**EXTRAIT**
Il était autour de 17 heures 30 lorsque la Convention a débuté dans la salle parisienne, soudain plongée dans le noir comme pour un spectacle - ce qui ne facilite pas la prise de notes. Les balcons sont vides mais à l’orchestre, on voit beaucoup de militants UMP aux cheveux blancs et quelques jeunes placés bien devant.
Après un début classique - un discours bilan-perspectives du ministre Luc Chatel - , Christine Maso fut l’une des toute premières sollicitées par l’animateur du raout, Nicolas Rossignol, un homme plutôt joyeux. La raison : prof, elle est au coeur du sujet.
L’enseignante de moyenne et grande section de maternelle évoque alors ces élèves de maternelle qui tutoient leurs profs et qui sont "de plus en plus arrogants". "Autorité, respect, seraient-ils devenus des gros mots ?", lance-t-elle devant une salle conquise, hostile par nature à "la chienlit". Mais elle réserve son annonce-surprise à plus tard, lorsqu’elle est interrogée une seconde fois : "et pourquoi pas une loi pour interdire le tutoiement ?".
En son temps, Xavier Darcos, le prédécesseur de Luc Chatel, était aussi un adepte du "vous". Mais ayant déjà pas mal de sujets de frictions, il n’avait pas insisté.
Christine Maso ne s’arrête pas là. Elle est ensuite carrément applaudie lorsqu’elle déplore le mauvais niveau des élèves en français : "c’était quand même mieux avant lorsqu’on enseignait sujet, verbe, complément, au lieu de groupe nominal...".
La Convention de l’UMP - deux panels d’une petite dizaine d’intervenants chacun, l’un sur l’éducation, l’autre sur le supérieur - a ainsi oscillé entre la nostalgie d’une époque où les élèves ne pipaient pas mot en classe, et le rêve d’une école libérale où les directeurs recruteraient eux-mêmes les profs et où ces derniers travailleraient plus sans gagner plus.
Le rêve libéral, c’est Luc Chatel qui l’a développé. "Il faut que vous soyez fiers du bilan, mes chers amis", a-t-il commencé. Puis il a prôné "la troisième révolution, celle de la personnalisation" de l’enseignement, après la démocratisatoin (la première révolution) et la massification (la deuxième) - son leitmotiv ces derniers temps.

**CONSIGNE 1**
Reproduisez sans rien changer le passage de l'article sur la Convention de l'UMP compris entre « Il était autour » et « placés bien devant. », ces deux bornes incluses.
**CONSIGNE 2**
Poursuivez l'article sur la Convention de l'UMP en reprenant juste après sa dernière phrase.

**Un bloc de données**
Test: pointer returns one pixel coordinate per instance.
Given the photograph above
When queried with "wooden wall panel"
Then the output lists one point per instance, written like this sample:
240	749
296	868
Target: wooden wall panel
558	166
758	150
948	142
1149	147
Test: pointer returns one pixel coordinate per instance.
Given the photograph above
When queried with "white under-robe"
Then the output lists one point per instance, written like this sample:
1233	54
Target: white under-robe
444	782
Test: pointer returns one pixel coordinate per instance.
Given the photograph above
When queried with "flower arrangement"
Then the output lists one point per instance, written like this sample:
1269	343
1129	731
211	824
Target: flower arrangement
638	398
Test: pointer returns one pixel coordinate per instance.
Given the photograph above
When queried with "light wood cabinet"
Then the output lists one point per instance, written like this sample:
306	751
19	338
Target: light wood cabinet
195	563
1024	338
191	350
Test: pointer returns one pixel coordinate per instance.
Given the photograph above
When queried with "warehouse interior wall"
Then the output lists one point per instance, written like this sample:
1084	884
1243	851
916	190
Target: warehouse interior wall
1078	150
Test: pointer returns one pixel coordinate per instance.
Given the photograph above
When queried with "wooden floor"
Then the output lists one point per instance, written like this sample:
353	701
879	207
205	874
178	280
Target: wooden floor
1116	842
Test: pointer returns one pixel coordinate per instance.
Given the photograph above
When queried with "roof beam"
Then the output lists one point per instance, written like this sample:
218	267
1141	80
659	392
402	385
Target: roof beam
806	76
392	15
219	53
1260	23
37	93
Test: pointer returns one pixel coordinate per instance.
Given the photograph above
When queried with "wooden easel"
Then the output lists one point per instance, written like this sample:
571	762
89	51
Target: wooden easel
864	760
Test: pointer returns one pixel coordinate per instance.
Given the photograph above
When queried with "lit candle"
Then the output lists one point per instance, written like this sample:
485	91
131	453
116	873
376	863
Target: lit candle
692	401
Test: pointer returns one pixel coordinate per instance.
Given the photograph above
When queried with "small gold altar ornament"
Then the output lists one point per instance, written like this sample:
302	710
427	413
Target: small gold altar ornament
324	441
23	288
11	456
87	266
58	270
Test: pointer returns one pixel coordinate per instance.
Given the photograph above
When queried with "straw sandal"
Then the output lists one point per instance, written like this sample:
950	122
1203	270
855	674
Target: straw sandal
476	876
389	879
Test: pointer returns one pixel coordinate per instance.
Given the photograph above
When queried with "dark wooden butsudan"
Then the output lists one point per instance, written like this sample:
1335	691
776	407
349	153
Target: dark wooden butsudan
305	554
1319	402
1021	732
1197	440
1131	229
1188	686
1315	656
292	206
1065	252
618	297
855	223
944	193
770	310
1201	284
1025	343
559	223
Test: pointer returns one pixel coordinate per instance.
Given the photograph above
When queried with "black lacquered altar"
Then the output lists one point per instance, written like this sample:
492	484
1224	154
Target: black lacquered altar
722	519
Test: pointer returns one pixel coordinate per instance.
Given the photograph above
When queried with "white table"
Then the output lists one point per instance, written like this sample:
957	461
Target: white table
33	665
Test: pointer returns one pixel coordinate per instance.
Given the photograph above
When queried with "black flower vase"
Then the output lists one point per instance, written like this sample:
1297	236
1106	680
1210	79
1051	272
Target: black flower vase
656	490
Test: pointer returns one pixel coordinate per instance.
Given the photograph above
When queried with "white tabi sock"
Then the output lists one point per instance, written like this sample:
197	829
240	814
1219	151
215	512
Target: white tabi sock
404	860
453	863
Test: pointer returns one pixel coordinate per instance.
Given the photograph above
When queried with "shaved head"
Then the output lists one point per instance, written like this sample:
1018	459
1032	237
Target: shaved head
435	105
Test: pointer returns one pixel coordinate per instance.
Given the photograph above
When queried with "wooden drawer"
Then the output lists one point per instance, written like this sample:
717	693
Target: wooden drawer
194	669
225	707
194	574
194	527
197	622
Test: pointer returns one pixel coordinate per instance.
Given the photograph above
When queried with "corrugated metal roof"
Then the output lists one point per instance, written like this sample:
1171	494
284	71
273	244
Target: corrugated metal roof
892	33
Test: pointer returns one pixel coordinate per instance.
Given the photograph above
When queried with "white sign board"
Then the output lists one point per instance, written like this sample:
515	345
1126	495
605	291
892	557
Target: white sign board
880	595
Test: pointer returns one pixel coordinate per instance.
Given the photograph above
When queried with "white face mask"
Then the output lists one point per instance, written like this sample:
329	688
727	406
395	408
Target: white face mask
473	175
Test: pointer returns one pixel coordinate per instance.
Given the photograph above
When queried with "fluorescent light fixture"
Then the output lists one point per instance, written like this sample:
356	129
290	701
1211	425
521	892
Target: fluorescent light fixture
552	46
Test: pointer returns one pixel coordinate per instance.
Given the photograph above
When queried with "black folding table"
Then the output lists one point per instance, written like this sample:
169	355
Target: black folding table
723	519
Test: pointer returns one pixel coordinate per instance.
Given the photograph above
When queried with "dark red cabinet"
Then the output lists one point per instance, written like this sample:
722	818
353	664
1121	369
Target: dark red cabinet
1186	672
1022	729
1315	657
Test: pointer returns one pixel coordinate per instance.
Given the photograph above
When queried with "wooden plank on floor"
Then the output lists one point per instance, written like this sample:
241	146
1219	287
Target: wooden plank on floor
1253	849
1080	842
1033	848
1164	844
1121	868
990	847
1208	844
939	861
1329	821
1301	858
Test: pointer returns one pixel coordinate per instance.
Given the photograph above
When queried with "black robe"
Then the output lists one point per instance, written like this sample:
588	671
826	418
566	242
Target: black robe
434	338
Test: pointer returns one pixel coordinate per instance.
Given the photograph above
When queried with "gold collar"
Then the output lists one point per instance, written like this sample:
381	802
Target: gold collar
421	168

**BONNE RÉPONSE 1**
Il était autour de 17 heures 30 lorsque la Convention a débuté dans la salle parisienne, soudain plongée dans le noir comme pour un spectacle - ce qui ne facilite pas la prise de notes. Les balcons sont vides mais à l’orchestre, on voit beaucoup de militants UMP aux cheveux blancs et quelques jeunes placés bien devant.

**BONNE RÉPONSE 2**
Plus sérieusement, reprenant une partie des 30 propositions de la Convention, il a évoqué une série de réformes à faire, dont voici les principales :
un changement de statut des profs afin qu’ils soient davantage présents dans les établissements et qu’au delà des cours, ils assurent aussi du tutorat, de l’orientation, etc (proposition 15 de la Convention). "Le métier d’enseignant a changé, a-t-il expliqué, avant, face à des classes homogènes, il pouvait se contenter de transmettre le savoir. Mais aujourd’hui, peut-on continuer avec un statut fait en 1950 ?" (selon lequel un prof certifié assure 18 heures de cours par semaine, un agrégé 15, auxquelles il faut ajouter les préparations, les corrections, les rendez-vous avec les parents, etc, ndlr).
le recrutement des profs par les chefs d’établissement (proposition 10). "Je suis fier que 300 lycées et collèges expérimentent une autonomie du recrutement, c’est révolutionnaire, s’est félicité le ministre, il faudra aller plus loin". Il faisait ici allusion aux établissements du dispositif Eclair.
un changement des rythmes scolaires, avec un allongement de deux semaines de l’année en raccourcissant les vacances d’été (proposition 3). "Les élèves français ont 1 000 heures de cours par an, un record parmi les pays développés, en plus concentré sur un petit nombre de jours", a souligné le ministre.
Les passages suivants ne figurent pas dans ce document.